• [SUPPLIED MATERIAL]
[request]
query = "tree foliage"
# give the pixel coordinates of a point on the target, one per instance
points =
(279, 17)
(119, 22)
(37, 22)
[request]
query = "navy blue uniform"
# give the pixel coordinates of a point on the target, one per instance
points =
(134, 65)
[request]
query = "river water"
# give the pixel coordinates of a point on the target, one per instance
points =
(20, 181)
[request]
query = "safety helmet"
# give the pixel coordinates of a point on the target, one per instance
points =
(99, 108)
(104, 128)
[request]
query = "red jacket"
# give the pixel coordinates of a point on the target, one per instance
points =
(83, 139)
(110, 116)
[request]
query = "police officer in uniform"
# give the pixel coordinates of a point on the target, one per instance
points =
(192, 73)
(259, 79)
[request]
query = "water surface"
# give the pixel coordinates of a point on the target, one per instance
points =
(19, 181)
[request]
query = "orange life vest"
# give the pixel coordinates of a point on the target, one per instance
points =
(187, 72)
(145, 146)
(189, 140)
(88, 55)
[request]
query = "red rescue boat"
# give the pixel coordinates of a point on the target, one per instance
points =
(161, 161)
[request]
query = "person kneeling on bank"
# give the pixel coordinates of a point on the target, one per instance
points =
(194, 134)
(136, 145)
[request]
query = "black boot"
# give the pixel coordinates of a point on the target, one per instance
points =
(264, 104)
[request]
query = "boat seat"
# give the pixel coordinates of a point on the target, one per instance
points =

--

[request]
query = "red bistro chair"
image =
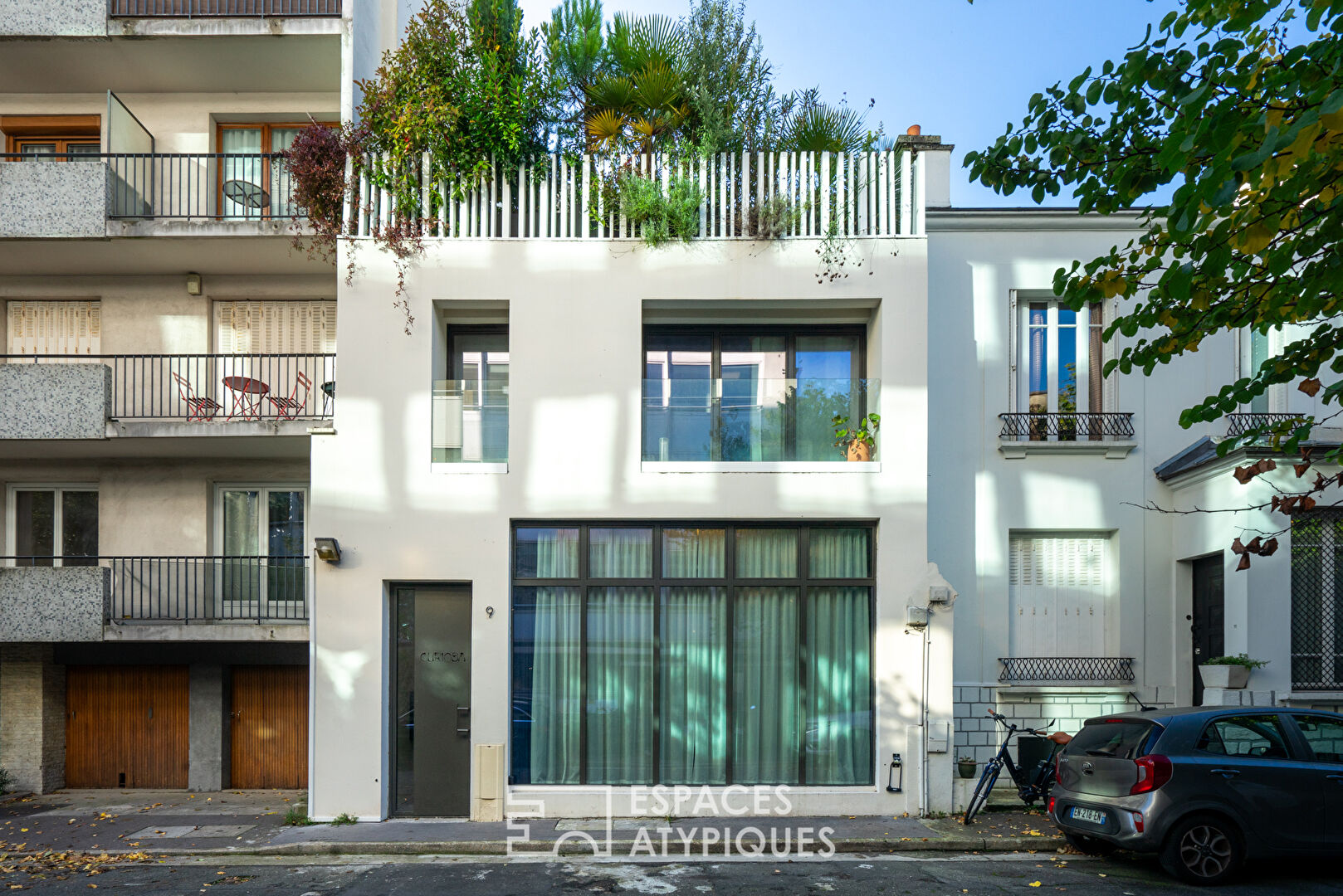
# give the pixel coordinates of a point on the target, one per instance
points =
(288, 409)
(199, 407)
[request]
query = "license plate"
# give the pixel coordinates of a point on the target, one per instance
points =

* * *

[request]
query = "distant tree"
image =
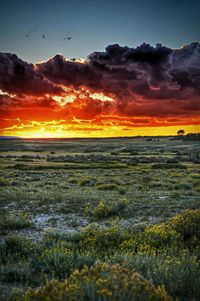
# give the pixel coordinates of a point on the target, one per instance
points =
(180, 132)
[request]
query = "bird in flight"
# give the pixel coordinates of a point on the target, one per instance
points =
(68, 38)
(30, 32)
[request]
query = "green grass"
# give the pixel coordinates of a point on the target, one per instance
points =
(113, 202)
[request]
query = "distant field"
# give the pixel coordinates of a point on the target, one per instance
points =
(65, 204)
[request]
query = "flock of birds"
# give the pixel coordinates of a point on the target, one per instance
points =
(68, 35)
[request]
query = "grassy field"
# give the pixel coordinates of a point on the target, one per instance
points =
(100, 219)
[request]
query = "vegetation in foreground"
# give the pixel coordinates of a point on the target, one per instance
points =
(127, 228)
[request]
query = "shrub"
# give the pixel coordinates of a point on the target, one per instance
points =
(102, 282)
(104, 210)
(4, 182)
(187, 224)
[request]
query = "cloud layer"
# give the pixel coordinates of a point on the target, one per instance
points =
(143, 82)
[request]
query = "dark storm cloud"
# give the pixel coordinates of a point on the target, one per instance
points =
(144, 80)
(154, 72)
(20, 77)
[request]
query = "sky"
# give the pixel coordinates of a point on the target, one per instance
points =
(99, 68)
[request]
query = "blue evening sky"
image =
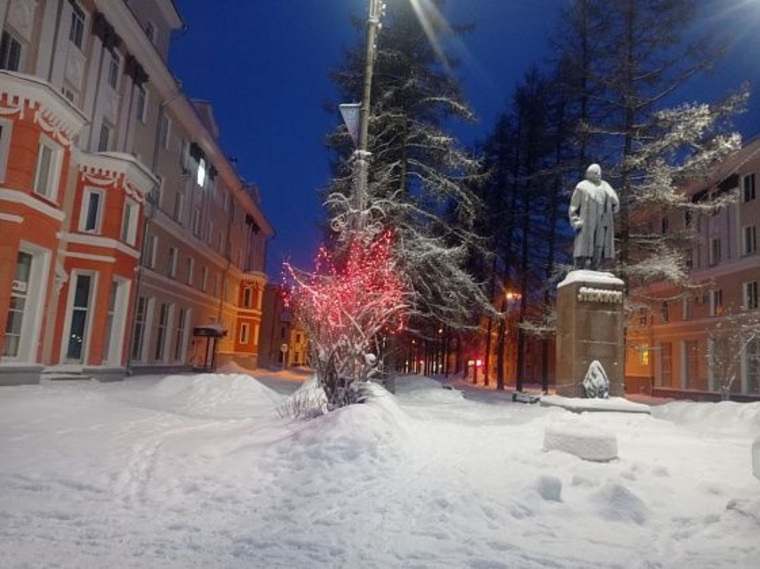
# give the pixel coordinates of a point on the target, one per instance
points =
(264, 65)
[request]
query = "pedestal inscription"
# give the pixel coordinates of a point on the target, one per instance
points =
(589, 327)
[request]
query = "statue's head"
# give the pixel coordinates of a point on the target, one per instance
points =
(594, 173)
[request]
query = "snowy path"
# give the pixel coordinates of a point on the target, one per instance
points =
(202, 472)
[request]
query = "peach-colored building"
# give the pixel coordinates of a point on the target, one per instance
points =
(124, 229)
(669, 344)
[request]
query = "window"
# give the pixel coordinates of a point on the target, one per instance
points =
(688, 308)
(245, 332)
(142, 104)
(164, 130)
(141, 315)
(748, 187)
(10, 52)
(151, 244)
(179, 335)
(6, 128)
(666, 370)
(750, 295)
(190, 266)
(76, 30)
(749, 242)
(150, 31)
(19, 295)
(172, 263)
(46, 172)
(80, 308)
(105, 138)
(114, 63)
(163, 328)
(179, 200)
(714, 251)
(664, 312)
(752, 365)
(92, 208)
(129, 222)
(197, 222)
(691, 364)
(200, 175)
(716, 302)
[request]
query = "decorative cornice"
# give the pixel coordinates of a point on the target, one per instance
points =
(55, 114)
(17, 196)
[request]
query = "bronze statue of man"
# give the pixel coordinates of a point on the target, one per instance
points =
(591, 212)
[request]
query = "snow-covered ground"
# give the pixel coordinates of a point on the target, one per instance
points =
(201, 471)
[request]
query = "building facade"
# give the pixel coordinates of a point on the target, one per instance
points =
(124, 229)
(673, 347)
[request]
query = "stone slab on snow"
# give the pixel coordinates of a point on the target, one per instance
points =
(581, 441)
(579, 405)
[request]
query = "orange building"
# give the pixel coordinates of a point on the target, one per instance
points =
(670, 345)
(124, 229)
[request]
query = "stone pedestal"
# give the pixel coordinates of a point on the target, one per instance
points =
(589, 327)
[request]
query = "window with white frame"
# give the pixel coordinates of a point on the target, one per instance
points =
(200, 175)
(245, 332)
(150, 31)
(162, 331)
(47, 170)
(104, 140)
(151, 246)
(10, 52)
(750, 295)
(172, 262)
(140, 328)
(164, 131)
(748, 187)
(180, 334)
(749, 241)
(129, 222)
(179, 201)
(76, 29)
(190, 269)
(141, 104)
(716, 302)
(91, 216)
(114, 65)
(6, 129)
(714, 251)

• [TASK TO CARRY OUT]
Search the entries for the word "field" and gather every line where it appears.

• [TASK RESULT]
query = "distant field"
query = "grassy field"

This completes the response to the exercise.